**Description of the task**
Reproduce every one of the records below word for word, keeping each line and number in its original order.

**Given entries**
┄┄┄┄┄┄

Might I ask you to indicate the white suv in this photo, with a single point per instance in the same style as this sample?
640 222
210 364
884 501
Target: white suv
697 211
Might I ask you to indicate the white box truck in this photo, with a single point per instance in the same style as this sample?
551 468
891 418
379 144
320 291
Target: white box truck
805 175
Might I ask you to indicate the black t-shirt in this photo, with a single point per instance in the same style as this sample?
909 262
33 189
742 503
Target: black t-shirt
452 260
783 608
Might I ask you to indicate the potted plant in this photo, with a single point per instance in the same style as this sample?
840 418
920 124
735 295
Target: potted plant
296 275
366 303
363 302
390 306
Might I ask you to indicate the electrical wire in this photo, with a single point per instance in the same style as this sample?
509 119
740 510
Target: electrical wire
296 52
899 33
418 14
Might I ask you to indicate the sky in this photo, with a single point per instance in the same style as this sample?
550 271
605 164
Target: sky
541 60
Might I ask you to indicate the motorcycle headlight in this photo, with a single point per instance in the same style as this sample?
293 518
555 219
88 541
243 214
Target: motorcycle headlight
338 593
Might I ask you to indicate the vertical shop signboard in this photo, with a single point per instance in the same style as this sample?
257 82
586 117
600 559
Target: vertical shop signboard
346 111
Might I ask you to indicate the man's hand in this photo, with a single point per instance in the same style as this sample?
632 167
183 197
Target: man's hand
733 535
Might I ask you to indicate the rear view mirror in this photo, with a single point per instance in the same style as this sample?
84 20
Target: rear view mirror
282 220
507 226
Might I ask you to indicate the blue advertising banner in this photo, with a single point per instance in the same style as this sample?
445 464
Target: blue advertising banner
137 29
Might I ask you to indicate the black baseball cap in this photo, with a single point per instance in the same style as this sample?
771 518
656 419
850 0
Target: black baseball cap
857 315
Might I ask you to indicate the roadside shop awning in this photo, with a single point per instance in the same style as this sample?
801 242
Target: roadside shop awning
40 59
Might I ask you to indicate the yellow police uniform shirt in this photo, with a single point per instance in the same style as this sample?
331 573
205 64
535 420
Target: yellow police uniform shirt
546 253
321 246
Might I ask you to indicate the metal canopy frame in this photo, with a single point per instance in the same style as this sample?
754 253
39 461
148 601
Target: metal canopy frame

┄┄┄┄┄┄

**Task solution**
Might I ask you to indicate the white suv in this photo, with a single point per instance in the same style as this sample?
640 222
210 364
884 501
Target: white suv
697 211
Might I ask you to indicate the white box truck in this photo, with a single point per instance in the same style as this sample?
551 468
891 418
379 144
320 291
Target: white box truck
805 175
Might I ask you to indicate the black t-shirt in this photo, with a single point per instance in the same style as this sample?
909 262
33 189
742 503
Target: black t-shirt
452 260
783 608
Might I ask you to indicate the potted plant in this photo, with a single point per instance in the same style as this sample?
840 418
920 124
735 295
Target: potted plant
296 275
366 303
363 302
390 306
Might I ask you to indicate the electrical wire in this photo, with a single point per instance in the same style as this sample?
509 119
740 510
Target: electrical wire
296 52
899 33
418 14
Might I ask you to indicate the sky in this photo, with a single point per instance in the same style as this sample?
550 271
605 164
Target: sky
541 60
Might I ask you to indicate the motorcycle headlight in this photo, with a single point per instance in the same style as this sample?
293 518
555 219
88 541
243 214
Target: motorcycle headlight
338 593
Might I ask you to indicate the vertical shop signboard in this photo, with a single point per instance in the same style as this sample?
257 82
586 117
600 559
Target: vertical shop signboard
346 111
Might I ask you to indicate the man's hand in this photo, with a single point per instance in the same style as this sample?
632 167
183 197
Target: man's hand
733 535
Might I ask you to indicate the rear view mirror in this photo, with a single point per instance in the same style as this sample?
84 20
Target: rear view mirror
282 220
507 226
Might I ask you to indicate the blue advertising banner in this photo, with a single point per instance in the same style as this sample?
445 464
Target: blue advertising banner
137 29
Might I ask you to indicate the black baseball cap in this photo, with a single point per instance in the same style as this sample?
771 518
656 419
850 0
Target: black baseball cap
857 315
Might I ask you to indicate the roadside shop awning in this photo, with a single point per instance in the same style as this sample?
801 242
Target: roadside shop awning
40 59
Might I ask you to indicate the yellow police uniform shirt in this photo, with a single point per instance in the same style as this sample?
331 573
205 64
535 420
Target: yellow police uniform shirt
546 253
321 246
Might I ask you to indicate the metal canopy frame in this photo, with a single point per instance in the same style as this sample?
754 253
39 461
148 601
Target: metal canopy frame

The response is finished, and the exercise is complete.